### Work instructions
Nothing is to be output except the lines from the one containing "Target: dark gray sedan" through the end of the material, each reproduced exactly.

(Records)

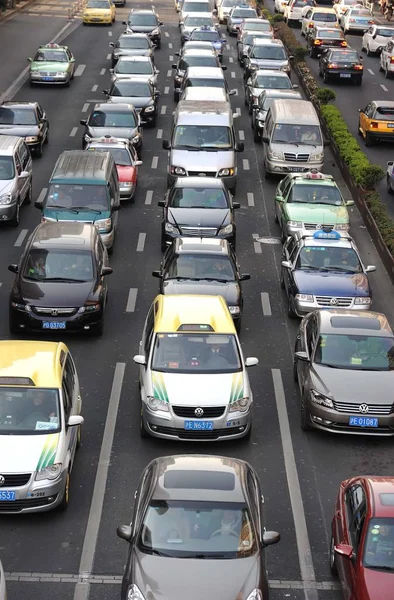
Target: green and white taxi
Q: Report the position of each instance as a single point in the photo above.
(193, 379)
(310, 201)
(40, 425)
(52, 64)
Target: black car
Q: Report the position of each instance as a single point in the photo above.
(205, 508)
(341, 65)
(60, 282)
(144, 21)
(203, 266)
(321, 38)
(27, 120)
(138, 92)
(198, 207)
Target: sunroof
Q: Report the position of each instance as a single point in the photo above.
(199, 480)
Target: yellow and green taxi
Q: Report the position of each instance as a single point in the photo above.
(40, 424)
(99, 11)
(376, 122)
(52, 64)
(310, 201)
(193, 379)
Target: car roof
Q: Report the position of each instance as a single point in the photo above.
(217, 479)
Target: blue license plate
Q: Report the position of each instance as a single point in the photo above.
(7, 495)
(363, 422)
(54, 325)
(198, 425)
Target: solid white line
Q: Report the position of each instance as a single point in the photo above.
(21, 237)
(265, 304)
(79, 70)
(141, 242)
(131, 300)
(81, 591)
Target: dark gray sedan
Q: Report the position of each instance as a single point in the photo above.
(205, 508)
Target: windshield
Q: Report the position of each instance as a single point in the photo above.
(197, 529)
(197, 136)
(29, 411)
(297, 134)
(356, 352)
(195, 353)
(17, 116)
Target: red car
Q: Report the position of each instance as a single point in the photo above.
(362, 543)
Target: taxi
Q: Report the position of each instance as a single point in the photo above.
(193, 379)
(324, 270)
(99, 11)
(376, 121)
(40, 425)
(310, 201)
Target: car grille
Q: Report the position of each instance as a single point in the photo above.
(333, 301)
(16, 480)
(209, 411)
(374, 409)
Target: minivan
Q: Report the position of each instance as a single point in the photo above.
(84, 186)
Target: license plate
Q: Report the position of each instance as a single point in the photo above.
(7, 495)
(363, 421)
(54, 325)
(199, 425)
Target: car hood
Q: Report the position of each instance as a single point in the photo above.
(155, 577)
(331, 283)
(27, 453)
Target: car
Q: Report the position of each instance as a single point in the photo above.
(261, 105)
(202, 498)
(361, 546)
(310, 201)
(198, 207)
(188, 341)
(376, 122)
(360, 347)
(321, 38)
(356, 19)
(375, 38)
(131, 44)
(236, 15)
(98, 12)
(117, 120)
(340, 64)
(203, 266)
(144, 21)
(140, 93)
(27, 120)
(265, 79)
(307, 259)
(126, 160)
(52, 64)
(60, 280)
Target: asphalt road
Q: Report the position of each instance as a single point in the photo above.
(77, 555)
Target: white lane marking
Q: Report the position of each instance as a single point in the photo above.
(82, 588)
(21, 237)
(250, 197)
(131, 300)
(265, 304)
(79, 70)
(141, 242)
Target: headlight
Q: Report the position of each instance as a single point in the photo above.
(157, 404)
(241, 405)
(51, 472)
(321, 399)
(103, 224)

(End Records)

### Response box
Target: dark gray sedan
Q: Report the position of each instance as a single point in the photo above.
(205, 508)
Target: windshield
Q: Report the position of each instance as a single point in the photo above.
(197, 529)
(197, 136)
(29, 411)
(297, 134)
(356, 352)
(195, 353)
(17, 116)
Target: red car
Q: Report the position of each instance as a single point in the photo above.
(362, 543)
Target: taxi
Q: Report the position of each instance as a single point in the photo above.
(193, 379)
(324, 270)
(99, 11)
(376, 121)
(40, 425)
(310, 201)
Target: car grille
Q: Report the position of each instance as a single point in the photo above.
(333, 301)
(16, 480)
(209, 411)
(374, 409)
Target: minivan
Q: Report the position of each instance as a single point in the photo above.
(84, 186)
Target: license plate
Q: Report the position of each instance as a single point in the photo above.
(7, 495)
(363, 421)
(54, 325)
(199, 425)
Target: car hood
Q: Report the position of each instance as a single point in the photo above.
(155, 577)
(331, 283)
(27, 453)
Target: car
Q: Report the position of each instance as a single point in the photo above.
(261, 105)
(202, 498)
(361, 546)
(310, 201)
(198, 207)
(188, 341)
(376, 122)
(360, 347)
(321, 38)
(356, 19)
(375, 38)
(131, 44)
(236, 15)
(98, 12)
(117, 120)
(340, 64)
(203, 266)
(144, 21)
(140, 93)
(27, 120)
(265, 79)
(307, 259)
(126, 160)
(52, 64)
(60, 280)
Target: asphalt road
Q: Report the position of each instance as a single point in the photo above.
(77, 555)
Target: white lane marking
Q: Report the position of each instance as a single point in the photo above.
(82, 588)
(21, 237)
(250, 197)
(131, 300)
(265, 304)
(79, 70)
(141, 242)
Target: headlight
Q: Report the position of each instance as a single point in the photo above.
(157, 404)
(241, 405)
(51, 472)
(321, 399)
(103, 224)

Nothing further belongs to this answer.